→ **Work instructions**
Could you set down the listing below exactly and omit its images?

─── Records for processing ───

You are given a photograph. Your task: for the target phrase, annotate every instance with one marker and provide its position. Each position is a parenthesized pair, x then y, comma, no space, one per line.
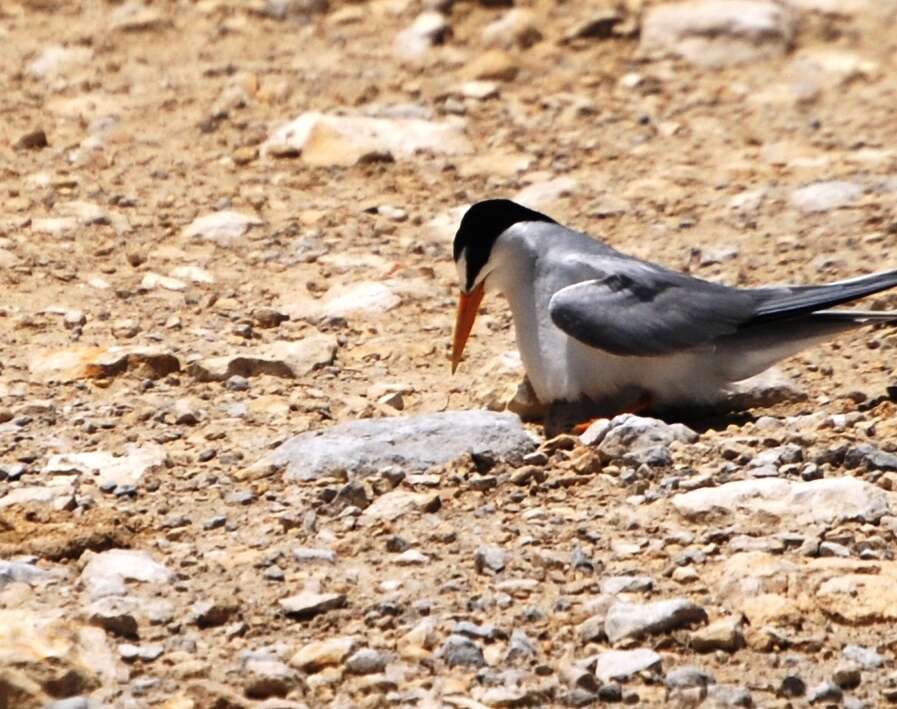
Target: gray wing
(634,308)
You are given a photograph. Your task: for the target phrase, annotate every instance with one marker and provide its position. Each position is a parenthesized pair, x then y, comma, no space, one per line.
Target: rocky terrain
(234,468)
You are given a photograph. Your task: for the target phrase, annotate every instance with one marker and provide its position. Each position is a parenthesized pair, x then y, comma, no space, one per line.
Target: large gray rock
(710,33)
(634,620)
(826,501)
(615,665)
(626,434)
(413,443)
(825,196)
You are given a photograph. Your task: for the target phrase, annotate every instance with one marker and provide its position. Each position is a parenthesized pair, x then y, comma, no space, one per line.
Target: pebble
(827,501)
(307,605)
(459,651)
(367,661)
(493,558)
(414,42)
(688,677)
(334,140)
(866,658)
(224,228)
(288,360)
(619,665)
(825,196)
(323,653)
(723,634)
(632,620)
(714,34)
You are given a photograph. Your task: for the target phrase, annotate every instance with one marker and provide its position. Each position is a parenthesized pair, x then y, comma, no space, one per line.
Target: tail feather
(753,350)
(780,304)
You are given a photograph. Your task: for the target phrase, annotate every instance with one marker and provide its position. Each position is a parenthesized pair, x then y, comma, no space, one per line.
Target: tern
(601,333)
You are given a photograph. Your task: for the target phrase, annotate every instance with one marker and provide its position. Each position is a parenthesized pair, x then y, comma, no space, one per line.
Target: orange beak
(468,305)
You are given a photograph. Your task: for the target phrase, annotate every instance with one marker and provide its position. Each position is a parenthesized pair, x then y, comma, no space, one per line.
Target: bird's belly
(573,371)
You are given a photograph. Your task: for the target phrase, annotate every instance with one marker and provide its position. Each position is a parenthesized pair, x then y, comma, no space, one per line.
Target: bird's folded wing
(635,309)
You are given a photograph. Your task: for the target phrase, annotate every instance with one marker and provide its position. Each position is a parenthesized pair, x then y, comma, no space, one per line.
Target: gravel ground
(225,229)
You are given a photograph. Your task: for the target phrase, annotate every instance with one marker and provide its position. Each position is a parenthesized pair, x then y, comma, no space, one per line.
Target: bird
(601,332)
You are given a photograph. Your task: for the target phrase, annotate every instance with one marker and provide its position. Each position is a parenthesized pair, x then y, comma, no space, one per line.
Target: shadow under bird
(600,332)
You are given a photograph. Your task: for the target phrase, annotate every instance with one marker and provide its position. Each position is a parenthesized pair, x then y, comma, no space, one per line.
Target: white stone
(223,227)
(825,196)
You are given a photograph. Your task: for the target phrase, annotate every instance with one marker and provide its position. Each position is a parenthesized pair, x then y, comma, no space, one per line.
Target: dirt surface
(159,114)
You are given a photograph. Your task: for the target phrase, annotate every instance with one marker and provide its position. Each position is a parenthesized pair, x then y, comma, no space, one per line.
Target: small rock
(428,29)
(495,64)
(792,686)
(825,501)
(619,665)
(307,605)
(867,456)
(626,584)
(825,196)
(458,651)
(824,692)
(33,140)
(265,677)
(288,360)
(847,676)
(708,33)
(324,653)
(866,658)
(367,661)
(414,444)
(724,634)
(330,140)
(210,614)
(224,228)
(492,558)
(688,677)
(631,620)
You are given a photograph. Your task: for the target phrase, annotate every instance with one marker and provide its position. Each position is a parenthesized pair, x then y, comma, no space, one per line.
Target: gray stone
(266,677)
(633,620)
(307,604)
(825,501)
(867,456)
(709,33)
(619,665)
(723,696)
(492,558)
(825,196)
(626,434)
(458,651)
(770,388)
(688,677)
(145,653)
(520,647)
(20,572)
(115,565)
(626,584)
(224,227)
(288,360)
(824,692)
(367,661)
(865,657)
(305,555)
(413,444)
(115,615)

───

→ **Response box**
You are given a photograph. Your task: for the target phrase, annotate every instance with one marker and provide its position. Each position is a parenthesized pair, x then y, comma, no space, one per line.
Target: gray wing
(634,308)
You are given a photograph. Your task: for the target phrase, annotate every instance with one marker and provide its position. Each position is a parenthesized pair, x then y, comma, no space, one per line.
Target: rocky terrain
(234,468)
You are given a photograph. Your task: for the target phrase, annotate every instance with one marker and provide its position. Each position is a parenthesized pair, x then y, comma, no space, one per line.
Target: large gray rock
(710,33)
(634,620)
(826,501)
(615,665)
(626,434)
(413,443)
(825,196)
You are given a photograph. Your task: for the target phrase, annotate every instance with one marker and provide its position. Each position is a parenthesized pair, x then y, comma, no space, one per line.
Target: pebble
(827,501)
(307,605)
(459,651)
(367,661)
(493,558)
(414,42)
(688,677)
(334,140)
(866,658)
(224,228)
(288,360)
(619,665)
(825,196)
(323,653)
(723,634)
(632,620)
(714,34)
You are given a photograph. Your task: for the target phrase, annotate every instance with one marker and provide its position. Each position is a parenthesized pair, x then y, comma, no space, one per line.
Target: tail feather
(753,350)
(780,304)
You are given a photograph. Your task: for the target phrase, annotate every instance with one marker and provide its position. Each position is a parenthesized pair, x then y, comma, no space, one per line.
Target: tern
(601,333)
You are given a photograph. Your task: for the target phrase, annotate every instance with one marker and provide its position. Each position is a parenthesized pair, x then y, comma, no space, one per line.
Target: orange beak
(468,305)
You are given a photograph. Your task: for the target phrase, annotate every instance with one marker and provide its position. Each position is a parenthesized pair, x then y, comma, no space, one per line.
Target: bird's belly
(573,371)
You are given a photograph. Your task: for the target phrase, annotate every instance with one marker and provide its position. Each position is a parenthesized pair, x then y, comma, no space, one per line.
Target: bird's folded wing
(635,309)
You are given a photograph. Your task: for the target phrase, annotate every instance with one marker and provide its position. Each position is a parenthesized pair, x then y, comma, no space, one per line.
Target: gravel ground
(225,229)
You are given a photograph. Your task: for the target phrase, annotate every instance with one marker and provide its position. Each position is a parenthesized pair, x then y, comma, no space, one per line.
Target: bird
(601,332)
You are given a photograph. Your task: for the target phrase, annotate every instance with one marker and provide its position. Each position is a parenthesized pair, x then y, comma, no space, one per line.
Target: shadow under bird
(600,332)
You are given a photograph. Your task: for the target phrase, annotate every instance with one marker and provide its position. Each position is a parenthesized pair, x then y, comma, no space, one per line.
Target: white stone
(223,227)
(825,196)
You are given a photograph. Your task: for the target phrase, annotate every instance with one marker and provide its position. Each position is a parenthesized pair, x then y, comma, no space, one per line.
Target: dirt surface
(159,114)
You are given a photograph. Your task: for the target phrase, annotate every instance with one marker and provide its position. Each position is a parenthesized pair, x then y, comma, no space, one per line.
Target: small rock
(428,29)
(495,64)
(792,686)
(825,501)
(619,665)
(307,605)
(867,456)
(626,584)
(825,196)
(458,651)
(824,692)
(33,140)
(265,677)
(288,360)
(847,676)
(708,33)
(324,653)
(866,658)
(367,661)
(414,444)
(724,634)
(330,140)
(210,614)
(224,228)
(492,558)
(688,677)
(631,620)
You are given a photograph. Your task: for the target phrase, annotate every instance with one marker and provide its position. Each position is a parenthesized pair, x then y, comma, no space, one per line.
Target: gray stone
(266,677)
(633,620)
(307,604)
(825,501)
(867,456)
(709,33)
(619,665)
(723,696)
(492,558)
(825,196)
(626,434)
(458,651)
(770,388)
(688,677)
(145,653)
(520,647)
(20,572)
(115,565)
(626,584)
(224,227)
(288,360)
(824,692)
(367,661)
(865,657)
(305,555)
(413,444)
(115,615)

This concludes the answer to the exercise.